**Problems**
1. Copy out the hyperparameter search notebook from "### Importing libraries" to "Data = Data(test_size=0.2, include_images=True)", with no changes.
2. Rewrite the records from the first line to the line with "Outlines of the man in", putting "gray t-shirt" wherever "white t-shirt" appears and changing nothing else. Return only those lines, and leave out the pictures.

**Passage provided**
============================================================

# Hyperparameter search

### Importing our own functions

In [1]:
import importlib

import src.Data as Data
importlib.reload(Data)
Data = Data.Data

import src.Metrics as Metrics
importlib.reload(Metrics)
Metrics = Metrics.Metrics

### Importing libraries

In [2]:
import matplotlib.pyplot as plt
from sklearn import metrics
from sklearn.model_selection import LearningCurveDisplay, learning_curve, cross_validate, train_test_split, cross_val_predict
from sklearn.metrics import accuracy_score, f1_score, precision_score, recall_score
import numpy as np
import pandas as pd

### Loading the data

In [3]:
data: Data = Data(test_size=0.2, include_images=True)

least_populated_class_count = np.unique(data.y_train, return_counts=True)[1].min()
print("Least populated class count:", least_populated_class_count)
print("This is the maximum valid number of folds for cross validation.")

============================================================

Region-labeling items
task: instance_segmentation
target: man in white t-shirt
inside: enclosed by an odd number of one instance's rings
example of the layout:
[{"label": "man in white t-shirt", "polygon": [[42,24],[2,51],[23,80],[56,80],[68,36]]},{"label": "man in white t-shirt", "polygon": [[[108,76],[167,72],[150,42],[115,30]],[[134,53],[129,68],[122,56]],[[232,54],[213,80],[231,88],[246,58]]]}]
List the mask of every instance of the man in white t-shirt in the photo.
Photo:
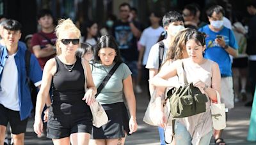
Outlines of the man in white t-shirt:
[{"label": "man in white t-shirt", "polygon": [[140,48],[138,67],[141,69],[142,74],[145,76],[143,77],[143,79],[145,80],[149,79],[148,70],[145,69],[149,52],[151,47],[157,42],[161,34],[164,31],[159,25],[161,18],[161,15],[159,13],[152,12],[150,13],[149,19],[151,25],[143,31],[139,41]]},{"label": "man in white t-shirt", "polygon": [[[182,15],[177,11],[170,11],[166,13],[162,20],[163,26],[164,30],[167,32],[167,38],[163,40],[164,45],[164,50],[163,53],[163,58],[162,62],[164,62],[167,50],[169,49],[170,43],[172,38],[173,37],[180,31],[185,29],[184,20]],[[147,62],[146,68],[149,69],[149,79],[152,78],[158,73],[159,66],[159,43],[153,45],[149,52],[148,60]],[[149,85],[149,91],[150,95],[152,94],[155,87]],[[158,131],[159,132],[161,144],[165,144],[164,130],[159,127]]]}]

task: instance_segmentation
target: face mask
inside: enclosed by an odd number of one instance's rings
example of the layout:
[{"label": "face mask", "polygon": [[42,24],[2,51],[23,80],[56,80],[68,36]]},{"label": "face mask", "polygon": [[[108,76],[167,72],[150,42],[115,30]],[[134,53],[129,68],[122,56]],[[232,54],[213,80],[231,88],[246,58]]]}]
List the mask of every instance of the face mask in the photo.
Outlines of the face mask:
[{"label": "face mask", "polygon": [[175,36],[179,32],[185,29],[183,25],[170,25],[169,29],[171,31],[171,35]]},{"label": "face mask", "polygon": [[108,20],[108,21],[106,22],[106,24],[107,25],[107,26],[108,26],[109,28],[110,28],[110,27],[112,27],[113,24],[114,24],[114,22],[113,22],[113,20]]},{"label": "face mask", "polygon": [[216,29],[220,29],[223,25],[223,20],[212,20],[211,21],[211,25],[216,28]]}]

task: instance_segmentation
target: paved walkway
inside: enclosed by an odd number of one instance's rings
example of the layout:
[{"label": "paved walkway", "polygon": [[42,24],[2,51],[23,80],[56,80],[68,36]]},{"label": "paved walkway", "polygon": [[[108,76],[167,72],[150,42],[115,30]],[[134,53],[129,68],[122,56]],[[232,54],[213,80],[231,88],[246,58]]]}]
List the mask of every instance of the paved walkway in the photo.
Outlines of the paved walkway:
[{"label": "paved walkway", "polygon": [[[147,93],[136,95],[138,131],[129,136],[125,142],[128,145],[159,145],[157,128],[148,125],[143,122],[142,118],[148,103]],[[228,116],[227,127],[225,130],[223,137],[227,144],[256,144],[256,142],[250,142],[246,140],[250,123],[251,107],[243,106],[244,103],[236,104],[235,109],[230,110]],[[26,134],[25,144],[52,144],[51,140],[46,138],[38,139],[33,130],[33,120],[28,123]],[[213,140],[211,144],[214,144]]]}]

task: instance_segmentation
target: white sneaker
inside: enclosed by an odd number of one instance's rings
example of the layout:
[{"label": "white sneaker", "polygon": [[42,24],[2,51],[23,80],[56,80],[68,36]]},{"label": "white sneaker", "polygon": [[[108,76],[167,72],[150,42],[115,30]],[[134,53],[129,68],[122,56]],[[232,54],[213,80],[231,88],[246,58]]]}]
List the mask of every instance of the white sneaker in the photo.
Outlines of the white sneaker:
[{"label": "white sneaker", "polygon": [[138,93],[142,93],[142,89],[139,85],[136,85],[135,87],[135,92]]}]

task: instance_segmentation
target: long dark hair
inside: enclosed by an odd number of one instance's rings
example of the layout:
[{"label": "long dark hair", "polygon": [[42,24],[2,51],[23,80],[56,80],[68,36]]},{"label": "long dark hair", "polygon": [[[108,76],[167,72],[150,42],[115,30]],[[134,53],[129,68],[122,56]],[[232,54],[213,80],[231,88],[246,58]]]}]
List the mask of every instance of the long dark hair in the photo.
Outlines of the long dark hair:
[{"label": "long dark hair", "polygon": [[82,58],[88,51],[92,51],[93,53],[92,46],[88,43],[80,43],[80,47],[76,51],[76,55]]},{"label": "long dark hair", "polygon": [[197,31],[196,30],[191,30],[188,32],[188,34],[186,35],[185,38],[185,45],[187,44],[187,42],[190,39],[194,39],[196,44],[199,46],[205,46],[205,35]]},{"label": "long dark hair", "polygon": [[95,62],[100,63],[100,59],[98,55],[99,52],[102,48],[111,48],[115,50],[116,53],[116,56],[115,57],[114,62],[116,63],[122,63],[120,52],[114,37],[111,35],[104,35],[98,40],[96,46],[95,46],[94,60]]}]

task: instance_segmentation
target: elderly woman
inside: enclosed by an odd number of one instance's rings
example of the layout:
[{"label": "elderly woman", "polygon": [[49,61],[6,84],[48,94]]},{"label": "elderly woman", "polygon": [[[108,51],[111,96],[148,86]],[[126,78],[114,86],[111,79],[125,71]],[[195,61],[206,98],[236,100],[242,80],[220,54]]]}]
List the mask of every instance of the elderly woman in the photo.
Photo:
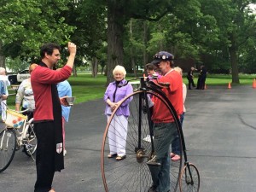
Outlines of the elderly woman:
[{"label": "elderly woman", "polygon": [[[110,83],[104,94],[104,101],[107,103],[105,114],[109,121],[112,112],[121,102],[122,99],[133,92],[132,86],[130,84],[125,84],[125,77],[126,71],[122,66],[116,66],[113,70],[113,75],[115,81]],[[124,84],[124,86],[119,86]],[[125,145],[127,137],[127,126],[129,103],[131,98],[124,102],[116,111],[108,130],[108,140],[110,154],[108,158],[116,157],[117,160],[125,159]]]}]

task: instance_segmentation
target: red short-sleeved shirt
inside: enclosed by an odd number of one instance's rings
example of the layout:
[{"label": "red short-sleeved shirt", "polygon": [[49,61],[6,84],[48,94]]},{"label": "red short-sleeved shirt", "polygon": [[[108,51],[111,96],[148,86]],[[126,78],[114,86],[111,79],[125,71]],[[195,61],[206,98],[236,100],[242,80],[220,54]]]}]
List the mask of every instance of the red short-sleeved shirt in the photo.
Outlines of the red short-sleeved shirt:
[{"label": "red short-sleeved shirt", "polygon": [[[159,82],[170,82],[168,89],[163,89],[163,92],[173,105],[178,117],[183,113],[183,79],[181,75],[173,69],[166,75],[162,76]],[[154,105],[152,120],[154,123],[173,122],[174,119],[166,105],[155,96],[152,98]]]}]

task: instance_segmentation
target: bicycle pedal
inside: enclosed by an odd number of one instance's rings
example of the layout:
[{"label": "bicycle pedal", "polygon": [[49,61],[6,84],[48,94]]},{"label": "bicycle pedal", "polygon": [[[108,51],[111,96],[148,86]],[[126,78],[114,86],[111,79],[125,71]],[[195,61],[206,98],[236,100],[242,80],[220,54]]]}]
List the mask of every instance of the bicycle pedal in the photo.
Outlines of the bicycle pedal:
[{"label": "bicycle pedal", "polygon": [[147,165],[148,165],[148,166],[161,166],[161,164],[160,162],[157,162],[156,155],[154,155],[151,160],[149,160],[147,162]]}]

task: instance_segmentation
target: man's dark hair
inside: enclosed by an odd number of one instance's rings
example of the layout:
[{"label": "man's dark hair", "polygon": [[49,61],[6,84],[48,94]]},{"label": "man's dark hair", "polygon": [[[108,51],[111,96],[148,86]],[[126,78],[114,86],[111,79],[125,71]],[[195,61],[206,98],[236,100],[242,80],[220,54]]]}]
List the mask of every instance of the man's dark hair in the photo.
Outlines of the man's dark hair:
[{"label": "man's dark hair", "polygon": [[155,70],[156,69],[155,66],[152,63],[148,63],[145,67],[146,67],[146,70],[150,70],[151,71],[151,70]]},{"label": "man's dark hair", "polygon": [[59,51],[61,51],[61,46],[56,44],[54,44],[54,43],[48,43],[48,44],[44,44],[40,48],[41,58],[43,59],[44,57],[45,53],[47,55],[51,55],[54,49],[58,49]]}]

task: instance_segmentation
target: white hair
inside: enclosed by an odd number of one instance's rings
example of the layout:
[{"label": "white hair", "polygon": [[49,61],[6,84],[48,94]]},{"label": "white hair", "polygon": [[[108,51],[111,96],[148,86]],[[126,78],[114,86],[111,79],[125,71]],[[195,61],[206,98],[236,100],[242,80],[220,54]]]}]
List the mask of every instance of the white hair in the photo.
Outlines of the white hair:
[{"label": "white hair", "polygon": [[113,75],[114,75],[114,73],[116,73],[117,72],[119,72],[119,73],[123,73],[124,78],[125,78],[126,71],[125,71],[125,67],[123,66],[117,65],[114,67],[114,69],[113,70]]},{"label": "white hair", "polygon": [[174,70],[180,73],[181,76],[183,76],[183,70],[181,67],[174,67]]},{"label": "white hair", "polygon": [[5,68],[0,67],[0,75],[5,75]]}]

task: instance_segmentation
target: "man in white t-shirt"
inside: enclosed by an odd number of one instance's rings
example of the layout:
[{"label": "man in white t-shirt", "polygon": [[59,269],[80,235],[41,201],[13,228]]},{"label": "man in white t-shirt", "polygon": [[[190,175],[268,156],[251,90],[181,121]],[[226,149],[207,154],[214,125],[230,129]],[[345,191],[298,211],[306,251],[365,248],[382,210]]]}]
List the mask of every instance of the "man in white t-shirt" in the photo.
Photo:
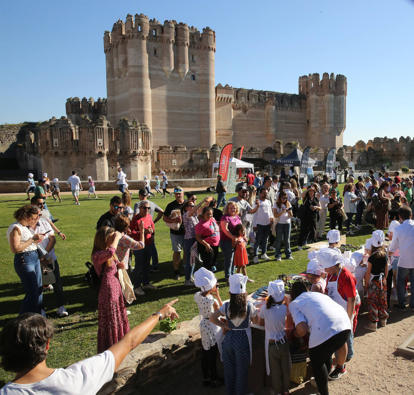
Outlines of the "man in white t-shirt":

============================================================

**Answers to the tasks**
1.
### Importing libraries

In [2]:
import matplotlib.pyplot as plt
from sklearn import metrics
from sklearn.model_selection import LearningCurveDisplay, learning_curve, cross_validate, train_test_split, cross_val_predict
from sklearn.metrics import accuracy_score, f1_score, precision_score, recall_score
import numpy as np
import pandas as pd

### Loading the data

In [3]:
data: Data = Data(test_size=0.2, include_images=True)

2.
task: instance_segmentation
target: man in gray t-shirt
inside: enclosed by an odd number of one instance's rings
example of the layout:
[{"label": "man in gray t-shirt", "polygon": [[42,24],[2,51],[23,80],[56,80],[68,36]]},{"label": "man in gray t-shirt", "polygon": [[[108,76],[167,72],[150,42],[115,30]],[[134,53],[129,68],[122,56]],[[232,54],[213,80],[231,88],[246,58]]]}]
List the mask of every instance of the man in gray t-shirt in the photo.
Photo:
Outlines of the man in gray t-shirt:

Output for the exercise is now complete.